■ **GOAL**: Reproduce verbatim the stretch of the material below that opens with the line containing "Q: Point out the window glass" and closes with the line containing "x=319 y=196", including both of those lines.

■ **Records pointing to named objects**:

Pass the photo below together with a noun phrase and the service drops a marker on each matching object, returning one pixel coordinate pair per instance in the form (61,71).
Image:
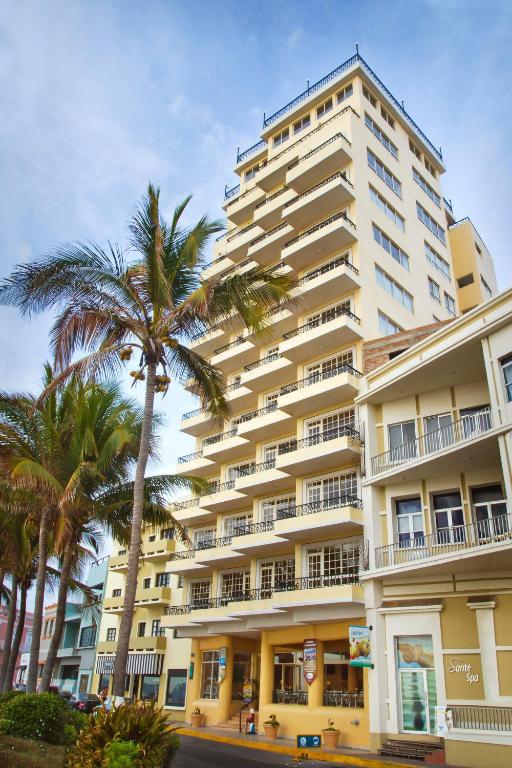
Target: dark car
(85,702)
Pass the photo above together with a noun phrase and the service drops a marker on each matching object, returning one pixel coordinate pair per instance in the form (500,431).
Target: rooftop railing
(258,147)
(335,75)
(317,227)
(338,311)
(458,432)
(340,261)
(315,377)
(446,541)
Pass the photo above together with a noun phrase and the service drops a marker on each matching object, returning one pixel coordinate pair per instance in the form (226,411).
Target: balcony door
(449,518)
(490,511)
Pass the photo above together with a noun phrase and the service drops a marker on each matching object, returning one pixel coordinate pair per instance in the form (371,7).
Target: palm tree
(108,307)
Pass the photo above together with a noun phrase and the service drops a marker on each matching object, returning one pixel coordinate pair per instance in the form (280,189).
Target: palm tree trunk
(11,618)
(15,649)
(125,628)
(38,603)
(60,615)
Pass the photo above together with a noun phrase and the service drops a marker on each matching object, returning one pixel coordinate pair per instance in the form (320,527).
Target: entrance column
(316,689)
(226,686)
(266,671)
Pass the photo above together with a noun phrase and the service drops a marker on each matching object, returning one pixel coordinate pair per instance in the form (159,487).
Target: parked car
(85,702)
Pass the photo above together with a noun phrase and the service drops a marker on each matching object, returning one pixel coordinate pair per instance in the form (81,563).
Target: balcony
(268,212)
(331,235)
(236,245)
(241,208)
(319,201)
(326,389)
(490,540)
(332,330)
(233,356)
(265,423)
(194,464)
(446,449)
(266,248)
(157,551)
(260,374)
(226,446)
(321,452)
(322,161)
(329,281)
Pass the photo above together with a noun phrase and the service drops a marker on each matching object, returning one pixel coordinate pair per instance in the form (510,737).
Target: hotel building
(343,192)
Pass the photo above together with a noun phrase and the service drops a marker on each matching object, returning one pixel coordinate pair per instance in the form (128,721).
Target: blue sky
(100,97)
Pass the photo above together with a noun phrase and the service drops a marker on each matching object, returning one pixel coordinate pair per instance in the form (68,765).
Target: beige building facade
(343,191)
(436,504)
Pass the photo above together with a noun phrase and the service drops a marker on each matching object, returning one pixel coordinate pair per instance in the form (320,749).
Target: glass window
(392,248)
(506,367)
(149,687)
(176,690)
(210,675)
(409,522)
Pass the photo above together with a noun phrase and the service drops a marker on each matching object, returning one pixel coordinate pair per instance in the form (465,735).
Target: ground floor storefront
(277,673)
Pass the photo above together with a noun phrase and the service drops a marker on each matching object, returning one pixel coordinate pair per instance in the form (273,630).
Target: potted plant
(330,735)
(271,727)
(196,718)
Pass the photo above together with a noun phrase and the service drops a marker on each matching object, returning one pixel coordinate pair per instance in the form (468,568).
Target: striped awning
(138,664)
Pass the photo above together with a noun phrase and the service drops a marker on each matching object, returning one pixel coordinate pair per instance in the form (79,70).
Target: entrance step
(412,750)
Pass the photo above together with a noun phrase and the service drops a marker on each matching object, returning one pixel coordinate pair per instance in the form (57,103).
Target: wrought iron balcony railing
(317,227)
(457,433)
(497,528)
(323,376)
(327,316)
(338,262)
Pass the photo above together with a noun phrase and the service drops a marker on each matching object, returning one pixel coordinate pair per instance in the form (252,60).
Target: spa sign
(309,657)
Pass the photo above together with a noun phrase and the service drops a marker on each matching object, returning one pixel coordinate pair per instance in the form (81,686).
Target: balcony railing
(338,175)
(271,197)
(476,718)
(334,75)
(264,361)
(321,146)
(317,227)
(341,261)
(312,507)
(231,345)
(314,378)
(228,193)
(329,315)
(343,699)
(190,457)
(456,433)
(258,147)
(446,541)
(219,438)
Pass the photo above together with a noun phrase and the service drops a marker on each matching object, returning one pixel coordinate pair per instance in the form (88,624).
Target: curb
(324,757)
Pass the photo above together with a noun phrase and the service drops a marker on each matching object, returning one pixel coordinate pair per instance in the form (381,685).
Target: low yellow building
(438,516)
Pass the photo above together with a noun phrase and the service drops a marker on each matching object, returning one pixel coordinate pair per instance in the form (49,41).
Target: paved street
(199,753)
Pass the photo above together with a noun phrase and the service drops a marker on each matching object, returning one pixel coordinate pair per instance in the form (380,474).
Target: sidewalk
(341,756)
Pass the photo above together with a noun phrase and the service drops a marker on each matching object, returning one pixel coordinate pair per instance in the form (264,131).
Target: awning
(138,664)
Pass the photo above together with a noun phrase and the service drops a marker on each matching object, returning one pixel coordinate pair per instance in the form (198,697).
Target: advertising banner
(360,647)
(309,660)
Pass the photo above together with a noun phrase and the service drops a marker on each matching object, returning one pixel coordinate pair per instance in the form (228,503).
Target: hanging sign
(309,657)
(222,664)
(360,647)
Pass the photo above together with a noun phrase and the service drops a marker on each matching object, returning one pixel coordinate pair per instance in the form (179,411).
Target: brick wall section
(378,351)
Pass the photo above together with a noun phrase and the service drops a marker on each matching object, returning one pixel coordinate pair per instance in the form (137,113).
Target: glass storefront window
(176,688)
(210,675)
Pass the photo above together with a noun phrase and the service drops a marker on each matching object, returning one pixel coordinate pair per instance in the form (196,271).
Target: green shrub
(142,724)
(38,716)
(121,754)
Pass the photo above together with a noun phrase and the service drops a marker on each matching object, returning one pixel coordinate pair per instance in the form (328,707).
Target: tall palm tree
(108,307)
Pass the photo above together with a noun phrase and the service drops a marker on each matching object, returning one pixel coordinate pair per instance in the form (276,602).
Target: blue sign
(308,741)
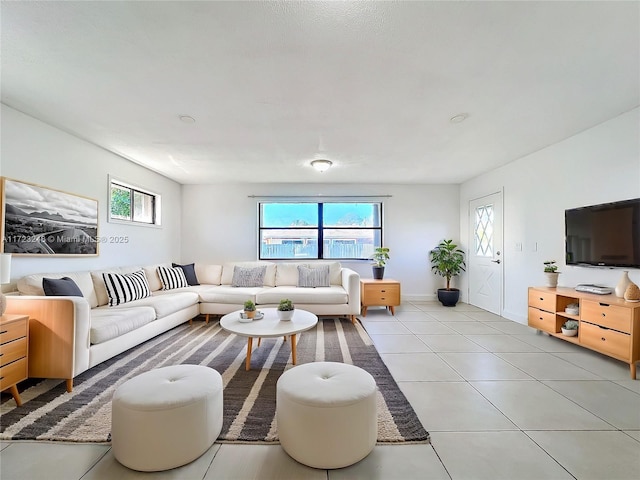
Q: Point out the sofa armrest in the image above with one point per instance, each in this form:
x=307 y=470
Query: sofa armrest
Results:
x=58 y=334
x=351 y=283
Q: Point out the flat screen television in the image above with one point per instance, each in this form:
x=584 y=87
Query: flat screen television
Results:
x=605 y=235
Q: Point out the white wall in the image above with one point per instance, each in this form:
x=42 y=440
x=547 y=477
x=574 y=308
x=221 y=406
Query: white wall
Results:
---
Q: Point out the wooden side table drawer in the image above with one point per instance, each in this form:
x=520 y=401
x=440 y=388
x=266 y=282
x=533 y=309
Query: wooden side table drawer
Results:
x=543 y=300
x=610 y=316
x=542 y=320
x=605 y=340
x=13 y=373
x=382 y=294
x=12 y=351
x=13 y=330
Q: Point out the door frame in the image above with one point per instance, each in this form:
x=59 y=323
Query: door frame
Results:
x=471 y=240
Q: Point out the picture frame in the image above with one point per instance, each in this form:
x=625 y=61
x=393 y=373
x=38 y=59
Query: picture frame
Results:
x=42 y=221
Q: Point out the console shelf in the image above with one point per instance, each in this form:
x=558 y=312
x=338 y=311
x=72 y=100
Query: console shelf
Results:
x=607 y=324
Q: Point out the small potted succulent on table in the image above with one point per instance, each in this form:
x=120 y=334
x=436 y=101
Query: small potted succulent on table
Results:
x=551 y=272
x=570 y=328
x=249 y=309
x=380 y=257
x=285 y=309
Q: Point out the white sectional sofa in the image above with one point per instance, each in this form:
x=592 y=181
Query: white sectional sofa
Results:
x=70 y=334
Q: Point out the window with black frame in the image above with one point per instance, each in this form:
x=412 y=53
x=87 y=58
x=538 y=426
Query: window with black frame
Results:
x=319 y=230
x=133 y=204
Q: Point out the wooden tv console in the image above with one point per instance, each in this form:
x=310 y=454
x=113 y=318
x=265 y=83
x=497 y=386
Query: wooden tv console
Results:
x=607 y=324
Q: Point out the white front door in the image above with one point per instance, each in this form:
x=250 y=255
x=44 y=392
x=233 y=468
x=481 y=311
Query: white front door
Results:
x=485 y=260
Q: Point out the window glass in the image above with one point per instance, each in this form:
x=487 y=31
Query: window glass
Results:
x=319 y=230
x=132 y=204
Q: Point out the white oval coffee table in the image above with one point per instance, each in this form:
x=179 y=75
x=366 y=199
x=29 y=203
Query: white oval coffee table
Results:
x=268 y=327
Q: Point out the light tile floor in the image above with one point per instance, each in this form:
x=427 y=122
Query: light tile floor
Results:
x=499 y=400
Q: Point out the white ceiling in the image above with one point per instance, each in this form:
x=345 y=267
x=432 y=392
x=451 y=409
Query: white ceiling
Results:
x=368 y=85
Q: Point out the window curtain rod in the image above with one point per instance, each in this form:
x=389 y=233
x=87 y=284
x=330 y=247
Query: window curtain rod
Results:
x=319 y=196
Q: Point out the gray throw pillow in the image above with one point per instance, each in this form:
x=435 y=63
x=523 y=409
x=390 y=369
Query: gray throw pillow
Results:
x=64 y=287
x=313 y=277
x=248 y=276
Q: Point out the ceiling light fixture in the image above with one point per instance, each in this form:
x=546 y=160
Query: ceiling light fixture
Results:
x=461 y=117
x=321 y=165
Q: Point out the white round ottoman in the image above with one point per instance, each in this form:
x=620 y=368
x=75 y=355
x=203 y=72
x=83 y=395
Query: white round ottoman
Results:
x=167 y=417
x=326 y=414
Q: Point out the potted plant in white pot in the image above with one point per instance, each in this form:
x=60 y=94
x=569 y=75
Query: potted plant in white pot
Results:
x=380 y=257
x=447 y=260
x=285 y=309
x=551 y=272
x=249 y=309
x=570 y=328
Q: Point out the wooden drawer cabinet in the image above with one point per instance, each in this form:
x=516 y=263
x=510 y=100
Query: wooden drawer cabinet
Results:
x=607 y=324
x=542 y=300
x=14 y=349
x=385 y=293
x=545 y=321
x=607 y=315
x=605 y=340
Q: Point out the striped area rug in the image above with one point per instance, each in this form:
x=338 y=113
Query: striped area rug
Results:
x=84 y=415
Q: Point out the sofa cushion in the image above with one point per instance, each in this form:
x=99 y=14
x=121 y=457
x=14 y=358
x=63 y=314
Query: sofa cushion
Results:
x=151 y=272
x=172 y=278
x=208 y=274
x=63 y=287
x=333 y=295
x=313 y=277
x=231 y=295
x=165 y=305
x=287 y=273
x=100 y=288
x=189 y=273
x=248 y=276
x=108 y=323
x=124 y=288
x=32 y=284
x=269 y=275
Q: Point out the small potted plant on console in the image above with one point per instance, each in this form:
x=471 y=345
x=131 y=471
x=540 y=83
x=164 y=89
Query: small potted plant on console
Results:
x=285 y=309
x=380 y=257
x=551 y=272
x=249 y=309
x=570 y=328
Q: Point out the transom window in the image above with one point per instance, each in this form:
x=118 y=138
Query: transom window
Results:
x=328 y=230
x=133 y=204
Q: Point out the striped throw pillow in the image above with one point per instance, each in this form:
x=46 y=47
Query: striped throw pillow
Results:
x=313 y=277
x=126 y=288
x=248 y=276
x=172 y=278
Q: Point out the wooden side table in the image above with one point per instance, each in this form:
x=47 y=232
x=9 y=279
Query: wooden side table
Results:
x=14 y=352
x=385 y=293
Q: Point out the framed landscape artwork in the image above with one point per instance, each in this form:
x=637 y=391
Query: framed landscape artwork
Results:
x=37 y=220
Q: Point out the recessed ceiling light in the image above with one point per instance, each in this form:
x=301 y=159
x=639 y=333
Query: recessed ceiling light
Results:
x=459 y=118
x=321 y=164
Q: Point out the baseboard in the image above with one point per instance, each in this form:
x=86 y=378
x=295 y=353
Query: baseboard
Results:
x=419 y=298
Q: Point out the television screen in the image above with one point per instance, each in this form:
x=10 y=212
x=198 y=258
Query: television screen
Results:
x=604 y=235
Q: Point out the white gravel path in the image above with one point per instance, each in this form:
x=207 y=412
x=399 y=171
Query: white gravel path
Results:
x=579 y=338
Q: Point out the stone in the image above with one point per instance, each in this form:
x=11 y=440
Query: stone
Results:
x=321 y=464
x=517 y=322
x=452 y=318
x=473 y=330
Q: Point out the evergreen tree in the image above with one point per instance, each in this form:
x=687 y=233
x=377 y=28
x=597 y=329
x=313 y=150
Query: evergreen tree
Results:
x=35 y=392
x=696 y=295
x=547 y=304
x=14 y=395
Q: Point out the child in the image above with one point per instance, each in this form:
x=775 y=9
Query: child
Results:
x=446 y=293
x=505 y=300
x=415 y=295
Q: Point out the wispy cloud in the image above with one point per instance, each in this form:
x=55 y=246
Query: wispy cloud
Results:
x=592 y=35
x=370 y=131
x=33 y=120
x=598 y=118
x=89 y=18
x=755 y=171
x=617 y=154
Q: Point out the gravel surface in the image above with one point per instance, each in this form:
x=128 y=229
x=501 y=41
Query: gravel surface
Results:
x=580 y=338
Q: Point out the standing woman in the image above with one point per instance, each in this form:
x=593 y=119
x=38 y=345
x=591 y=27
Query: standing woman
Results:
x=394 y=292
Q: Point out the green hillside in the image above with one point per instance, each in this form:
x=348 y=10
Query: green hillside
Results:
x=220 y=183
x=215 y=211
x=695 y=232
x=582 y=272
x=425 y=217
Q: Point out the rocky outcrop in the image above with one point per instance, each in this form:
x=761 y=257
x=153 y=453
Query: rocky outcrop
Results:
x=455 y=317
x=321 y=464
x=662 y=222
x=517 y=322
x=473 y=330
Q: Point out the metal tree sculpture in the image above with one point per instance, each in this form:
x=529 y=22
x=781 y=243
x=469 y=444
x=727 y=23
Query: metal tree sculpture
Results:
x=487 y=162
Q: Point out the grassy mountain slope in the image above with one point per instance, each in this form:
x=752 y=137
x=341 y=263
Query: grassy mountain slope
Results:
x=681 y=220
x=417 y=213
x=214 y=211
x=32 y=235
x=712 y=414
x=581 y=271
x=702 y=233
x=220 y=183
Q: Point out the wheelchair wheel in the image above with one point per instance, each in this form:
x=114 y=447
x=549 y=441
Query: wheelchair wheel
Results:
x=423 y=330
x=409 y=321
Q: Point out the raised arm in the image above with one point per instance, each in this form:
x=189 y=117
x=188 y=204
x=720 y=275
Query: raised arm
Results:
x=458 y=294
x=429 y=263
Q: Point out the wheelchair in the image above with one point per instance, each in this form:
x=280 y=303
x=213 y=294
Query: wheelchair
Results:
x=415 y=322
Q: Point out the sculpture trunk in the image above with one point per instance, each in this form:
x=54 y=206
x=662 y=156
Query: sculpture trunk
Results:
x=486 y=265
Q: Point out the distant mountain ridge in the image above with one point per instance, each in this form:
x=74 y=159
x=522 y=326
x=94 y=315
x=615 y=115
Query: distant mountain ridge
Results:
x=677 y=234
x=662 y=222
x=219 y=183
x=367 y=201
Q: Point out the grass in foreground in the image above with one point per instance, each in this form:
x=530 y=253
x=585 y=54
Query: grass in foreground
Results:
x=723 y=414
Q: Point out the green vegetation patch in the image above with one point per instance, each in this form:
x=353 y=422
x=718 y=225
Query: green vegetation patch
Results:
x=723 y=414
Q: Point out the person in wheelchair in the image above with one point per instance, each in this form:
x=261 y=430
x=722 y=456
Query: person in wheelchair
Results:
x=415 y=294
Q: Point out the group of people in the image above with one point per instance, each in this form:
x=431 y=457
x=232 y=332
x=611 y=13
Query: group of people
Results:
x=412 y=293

■ **FULL OUTPUT**:
Q: Point out the window glass in the image above with one point per instance, each in this form:
x=487 y=31
Query: window glass
Results:
x=319 y=230
x=132 y=204
Q: Point out the white oval coffee table in the image above with one point per instance, each in this form:
x=179 y=75
x=366 y=199
x=29 y=203
Query: white oval coffee table
Results:
x=268 y=327
Q: Point out the light tile floor in the image above with one point per instance, each in this form:
x=427 y=122
Query: light tile floor
Results:
x=499 y=400
Q: Point out the white ceiling in the image above with one point per instance, each in this form:
x=345 y=267
x=432 y=392
x=451 y=409
Query: white ceiling
Results:
x=368 y=85
Q: Point out the window curtain rod in the image above with one point per instance, each in this form:
x=389 y=233
x=87 y=284
x=330 y=247
Query: window curtain rod
Results:
x=319 y=196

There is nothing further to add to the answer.